▸ Brief:
Copy out everything in the records, word for word, from the line containing "Could you kindly indicate each instance of the shadow" down to the end of the records, including both ends.

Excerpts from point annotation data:
━━━━━━━━

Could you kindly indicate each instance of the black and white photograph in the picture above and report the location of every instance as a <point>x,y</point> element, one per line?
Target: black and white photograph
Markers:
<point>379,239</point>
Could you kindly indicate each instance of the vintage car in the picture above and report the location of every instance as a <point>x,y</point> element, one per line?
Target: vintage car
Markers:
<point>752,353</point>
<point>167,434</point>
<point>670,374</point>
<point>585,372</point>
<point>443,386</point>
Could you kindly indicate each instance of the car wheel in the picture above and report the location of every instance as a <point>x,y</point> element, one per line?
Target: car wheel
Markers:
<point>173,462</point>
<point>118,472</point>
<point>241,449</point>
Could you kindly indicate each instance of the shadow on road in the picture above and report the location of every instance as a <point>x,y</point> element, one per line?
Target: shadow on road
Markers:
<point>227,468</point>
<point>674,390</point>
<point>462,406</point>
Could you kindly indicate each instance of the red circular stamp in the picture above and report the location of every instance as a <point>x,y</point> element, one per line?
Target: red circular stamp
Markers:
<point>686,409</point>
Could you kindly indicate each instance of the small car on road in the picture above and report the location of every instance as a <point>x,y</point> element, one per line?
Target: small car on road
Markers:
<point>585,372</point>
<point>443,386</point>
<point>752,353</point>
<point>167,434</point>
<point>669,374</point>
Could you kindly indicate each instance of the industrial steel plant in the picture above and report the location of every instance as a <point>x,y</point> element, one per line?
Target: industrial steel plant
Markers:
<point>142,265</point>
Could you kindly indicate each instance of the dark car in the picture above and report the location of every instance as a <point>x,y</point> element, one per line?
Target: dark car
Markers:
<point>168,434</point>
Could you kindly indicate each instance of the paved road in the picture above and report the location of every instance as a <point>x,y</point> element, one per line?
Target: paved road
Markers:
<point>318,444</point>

━━━━━━━━

▸ Correct output:
Could you kindly indicate each instance of the shadow on road in the picture above and report the location of every instance as a <point>x,y</point> element, one per line?
Target: shadow on road
Markers:
<point>227,468</point>
<point>674,390</point>
<point>462,406</point>
Could you kindly indicate each instance of the red circular stamp in the picture above and report the location of every instance as a <point>x,y</point> element, one per line?
Target: red circular stamp
Markers:
<point>686,409</point>
Could you kindly indicate each instance of the small car on road in the picture above and report the location of every instance as a <point>x,y</point> element, one per line?
Target: small car on road
Markers:
<point>585,372</point>
<point>443,386</point>
<point>752,353</point>
<point>167,434</point>
<point>669,374</point>
Could you kindly indicate each instance of the industrial steel plant in the picture above and report the location of every instance as a <point>x,y</point> element, one per line?
Target: industrial steel plant
Markers:
<point>142,265</point>
Could you kindly indicate each instance of the dark car in the picture above and report the location of every instance as a <point>x,y</point> element, one per line?
Target: dark car
Markers:
<point>168,434</point>
Could you kindly indicate each instance of the paved road in the picture above and report the location of every instance as a <point>x,y</point> element, one per line?
Target: paved road
Markers:
<point>318,444</point>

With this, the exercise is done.